PERINTAH A: Tuliskan persis bagian kutipan tentang puasa Ramadhan yang dimulai dengan kata-kata "اَللهُ اَكْبَرُ x3" dan diakhiri dengan "tertata dan terkendali.".

KUTIPAN TEKS:
+===+

اَللهُ اَكْبَرُ x3 وَللهِ الْحَمْدُ
Hamba-hamba Allah yang beriman,
Puasa dengan berbagai amal penyempurnaan Ramadhan telah dikarunia-kan oleh Allah sebagai jalan menumbuhkan kesadaran manusia akan keduduk-an diri di hadapan Rabb-nya. Proses menempuh tangga-tangga makrifat dengan memulainya dari pengenalan terhadap jati diri yang haqiqi dan fithri, selaku hamba Allah yang tidak dicipta kecuali hanya untuk mengabdi, menuju ke pertemuan yang pasti di haribaan-Nya yang tiada lagi keraguan di dalamnya. Perjalanan manusia yang suci dan luhur untuk kembali ke Allah dalam keadaan ridha dan diridhai ini dari awal telah pula dibekali oleh Allah berupa petunjuk keselamatan perjalanan hidup lantaran kasih sayang-Nya. Namun begitu manusia dapat terbegal dalam perjalannya karena ulah nafsunya sendiri dan pengaruh nafsu orang lain yang tidak tertata dan terkendali.

+===+

PERINTAH B: Sajikan kembali tanpa perubahan bagian data yang dimulai dari baris pertama data dan berakhir pada baris yang memuat "118), (225, 122)]", termasuk kedua baris batas itu.

+===+

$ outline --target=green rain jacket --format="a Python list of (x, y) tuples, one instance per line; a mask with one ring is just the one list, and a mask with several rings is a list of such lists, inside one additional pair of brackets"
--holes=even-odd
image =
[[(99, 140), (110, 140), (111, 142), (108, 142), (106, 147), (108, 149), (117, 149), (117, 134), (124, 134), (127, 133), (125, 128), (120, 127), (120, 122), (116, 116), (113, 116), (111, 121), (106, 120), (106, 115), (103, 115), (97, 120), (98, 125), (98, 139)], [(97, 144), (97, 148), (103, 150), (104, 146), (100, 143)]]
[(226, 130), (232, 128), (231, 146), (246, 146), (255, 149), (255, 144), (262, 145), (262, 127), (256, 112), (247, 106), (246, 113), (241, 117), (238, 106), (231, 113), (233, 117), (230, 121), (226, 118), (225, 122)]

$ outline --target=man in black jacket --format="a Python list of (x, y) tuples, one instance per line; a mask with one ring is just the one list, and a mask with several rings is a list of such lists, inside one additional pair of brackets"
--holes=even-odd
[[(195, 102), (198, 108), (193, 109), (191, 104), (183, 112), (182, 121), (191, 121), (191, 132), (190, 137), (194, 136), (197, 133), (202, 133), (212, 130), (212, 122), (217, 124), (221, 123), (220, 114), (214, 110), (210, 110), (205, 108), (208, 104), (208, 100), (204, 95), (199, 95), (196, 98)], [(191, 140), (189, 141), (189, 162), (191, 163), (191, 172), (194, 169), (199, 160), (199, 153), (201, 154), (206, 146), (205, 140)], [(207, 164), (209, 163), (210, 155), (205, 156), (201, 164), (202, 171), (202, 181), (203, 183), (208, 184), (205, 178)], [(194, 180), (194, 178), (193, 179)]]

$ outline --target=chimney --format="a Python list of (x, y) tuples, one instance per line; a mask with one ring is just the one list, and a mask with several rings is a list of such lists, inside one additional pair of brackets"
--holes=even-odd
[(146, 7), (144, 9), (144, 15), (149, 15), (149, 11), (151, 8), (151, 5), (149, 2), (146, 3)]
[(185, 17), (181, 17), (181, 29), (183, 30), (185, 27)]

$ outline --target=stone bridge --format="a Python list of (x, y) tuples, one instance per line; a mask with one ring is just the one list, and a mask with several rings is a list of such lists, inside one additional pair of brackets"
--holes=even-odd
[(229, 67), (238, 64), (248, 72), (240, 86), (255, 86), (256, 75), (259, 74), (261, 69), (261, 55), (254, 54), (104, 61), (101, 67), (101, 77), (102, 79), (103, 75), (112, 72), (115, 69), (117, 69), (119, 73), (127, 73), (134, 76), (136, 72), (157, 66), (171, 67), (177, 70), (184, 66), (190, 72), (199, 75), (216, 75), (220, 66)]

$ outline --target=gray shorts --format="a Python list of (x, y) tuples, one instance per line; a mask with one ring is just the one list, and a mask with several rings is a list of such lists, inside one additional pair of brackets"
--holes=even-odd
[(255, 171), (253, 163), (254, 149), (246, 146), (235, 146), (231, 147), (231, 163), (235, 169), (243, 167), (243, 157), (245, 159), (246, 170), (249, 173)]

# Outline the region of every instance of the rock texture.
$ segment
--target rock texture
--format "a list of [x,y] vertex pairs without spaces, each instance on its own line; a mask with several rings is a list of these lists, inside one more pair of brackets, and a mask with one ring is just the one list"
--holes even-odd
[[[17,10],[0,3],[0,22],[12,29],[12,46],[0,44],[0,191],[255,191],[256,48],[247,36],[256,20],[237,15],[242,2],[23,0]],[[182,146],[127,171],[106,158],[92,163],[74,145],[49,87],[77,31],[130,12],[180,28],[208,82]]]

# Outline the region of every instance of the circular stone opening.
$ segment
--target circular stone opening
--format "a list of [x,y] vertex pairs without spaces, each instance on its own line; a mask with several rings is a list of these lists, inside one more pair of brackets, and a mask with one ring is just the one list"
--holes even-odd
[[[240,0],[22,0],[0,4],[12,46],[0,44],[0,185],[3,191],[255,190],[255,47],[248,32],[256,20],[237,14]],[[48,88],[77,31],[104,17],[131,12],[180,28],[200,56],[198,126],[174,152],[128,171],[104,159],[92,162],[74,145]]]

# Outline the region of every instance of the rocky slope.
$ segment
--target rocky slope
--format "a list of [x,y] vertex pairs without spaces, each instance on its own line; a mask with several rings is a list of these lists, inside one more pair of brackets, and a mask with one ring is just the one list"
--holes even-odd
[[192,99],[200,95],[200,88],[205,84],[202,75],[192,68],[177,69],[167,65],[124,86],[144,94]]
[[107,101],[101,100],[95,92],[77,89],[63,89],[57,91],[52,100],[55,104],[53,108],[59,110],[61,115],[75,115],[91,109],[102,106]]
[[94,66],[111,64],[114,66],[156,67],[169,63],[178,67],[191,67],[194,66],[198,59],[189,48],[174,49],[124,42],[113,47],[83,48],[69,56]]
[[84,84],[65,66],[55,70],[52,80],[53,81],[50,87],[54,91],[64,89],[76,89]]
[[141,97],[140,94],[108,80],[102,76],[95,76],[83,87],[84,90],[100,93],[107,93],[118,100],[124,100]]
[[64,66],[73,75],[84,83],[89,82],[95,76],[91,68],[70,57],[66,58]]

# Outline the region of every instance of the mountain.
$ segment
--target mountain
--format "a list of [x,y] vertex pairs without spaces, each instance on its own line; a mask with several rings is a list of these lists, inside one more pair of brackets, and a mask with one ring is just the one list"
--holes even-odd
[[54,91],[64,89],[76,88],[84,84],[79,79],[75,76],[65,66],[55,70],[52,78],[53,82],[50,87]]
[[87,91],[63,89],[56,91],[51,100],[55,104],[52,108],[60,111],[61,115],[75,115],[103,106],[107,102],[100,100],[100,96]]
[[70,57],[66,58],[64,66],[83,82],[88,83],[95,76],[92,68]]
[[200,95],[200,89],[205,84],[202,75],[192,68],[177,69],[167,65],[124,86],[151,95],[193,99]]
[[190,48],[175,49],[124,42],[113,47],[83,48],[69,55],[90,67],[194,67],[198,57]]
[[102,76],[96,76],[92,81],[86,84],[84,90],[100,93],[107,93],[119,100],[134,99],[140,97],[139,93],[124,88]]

+===+

JAWABAN TERTULIS A:
اَللهُ اَكْبَرُ x3 وَللهِ الْحَمْدُ
Hamba-hamba Allah yang beriman,
Puasa dengan berbagai amal penyempurnaan Ramadhan telah dikarunia-kan oleh Allah sebagai jalan menumbuhkan kesadaran manusia akan keduduk-an diri di hadapan Rabb-nya. Proses menempuh tangga-tangga makrifat dengan memulainya dari pengenalan terhadap jati diri yang haqiqi dan fithri, selaku hamba Allah yang tidak dicipta kecuali hanya untuk mengabdi, menuju ke pertemuan yang pasti di haribaan-Nya yang tiada lagi keraguan di dalamnya. Perjalanan manusia yang suci dan luhur untuk kembali ke Allah dalam keadaan ridha dan diridhai ini dari awal telah pula dibekali oleh Allah berupa petunjuk keselamatan perjalanan hidup lantaran kasih sayang-Nya. Namun begitu manusia dapat terbegal dalam perjalannya karena ulah nafsunya sendiri dan pengaruh nafsu orang lain yang tidak tertata dan terkendali.

JAWABAN TERTULIS B:
$ outline --target=green rain jacket --format="a Python list of (x, y) tuples, one instance per line; a mask with one ring is just the one list, and a mask with several rings is a list of such lists, inside one additional pair of brackets"
--holes=even-odd
image =
[[(99, 140), (110, 140), (111, 142), (108, 142), (106, 147), (108, 149), (117, 149), (117, 134), (124, 134), (127, 133), (125, 128), (120, 127), (120, 122), (116, 116), (113, 116), (111, 121), (106, 120), (106, 115), (103, 115), (97, 120), (98, 125), (98, 139)], [(97, 144), (97, 148), (103, 150), (104, 146), (100, 143)]]
[(226, 130), (232, 128), (231, 146), (246, 146), (255, 149), (255, 144), (262, 145), (262, 127), (256, 112), (247, 106), (246, 113), (241, 117), (238, 106), (231, 113), (233, 117), (230, 121), (226, 118), (225, 122)]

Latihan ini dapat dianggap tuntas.